◆ **EXERCISE DIRECTIONS**
In the listing below, a line holding "TASK = identify one point per instance of the white" and a line holding "TARGET = red dreadlocks" mark the range. Retype both exactly, with all lines between them.

◆ **MATERIAL PROVIDED**
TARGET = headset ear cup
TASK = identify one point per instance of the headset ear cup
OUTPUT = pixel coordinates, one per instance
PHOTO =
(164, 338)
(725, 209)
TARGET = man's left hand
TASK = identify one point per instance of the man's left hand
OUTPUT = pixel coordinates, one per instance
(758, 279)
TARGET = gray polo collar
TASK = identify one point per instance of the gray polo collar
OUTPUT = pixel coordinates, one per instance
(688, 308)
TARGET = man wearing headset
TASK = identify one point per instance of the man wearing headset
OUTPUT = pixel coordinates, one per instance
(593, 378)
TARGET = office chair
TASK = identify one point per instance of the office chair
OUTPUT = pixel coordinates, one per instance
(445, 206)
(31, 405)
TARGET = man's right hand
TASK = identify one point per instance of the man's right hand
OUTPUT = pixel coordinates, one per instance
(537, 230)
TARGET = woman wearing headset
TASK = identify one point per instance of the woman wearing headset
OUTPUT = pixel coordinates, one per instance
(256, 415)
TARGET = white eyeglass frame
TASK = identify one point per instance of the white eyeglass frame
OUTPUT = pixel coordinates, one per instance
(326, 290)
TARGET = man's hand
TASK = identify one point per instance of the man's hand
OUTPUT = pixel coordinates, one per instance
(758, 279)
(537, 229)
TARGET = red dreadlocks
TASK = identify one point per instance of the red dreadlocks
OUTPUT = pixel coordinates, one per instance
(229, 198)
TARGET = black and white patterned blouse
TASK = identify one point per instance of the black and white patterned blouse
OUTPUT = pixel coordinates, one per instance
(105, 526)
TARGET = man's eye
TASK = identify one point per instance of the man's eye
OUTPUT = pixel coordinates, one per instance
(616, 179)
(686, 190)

◆ **PROBLEM SOLUTION**
TASK = identify one point per instance of the white eyeglass frame
OUTPUT = pixel coordinates, one per instance
(326, 290)
TARGET = man's hand
TASK = identify one point per instance of the man's hand
OUTPUT = pixel coordinates, one per instance
(758, 279)
(537, 229)
TARGET = red dreadlocks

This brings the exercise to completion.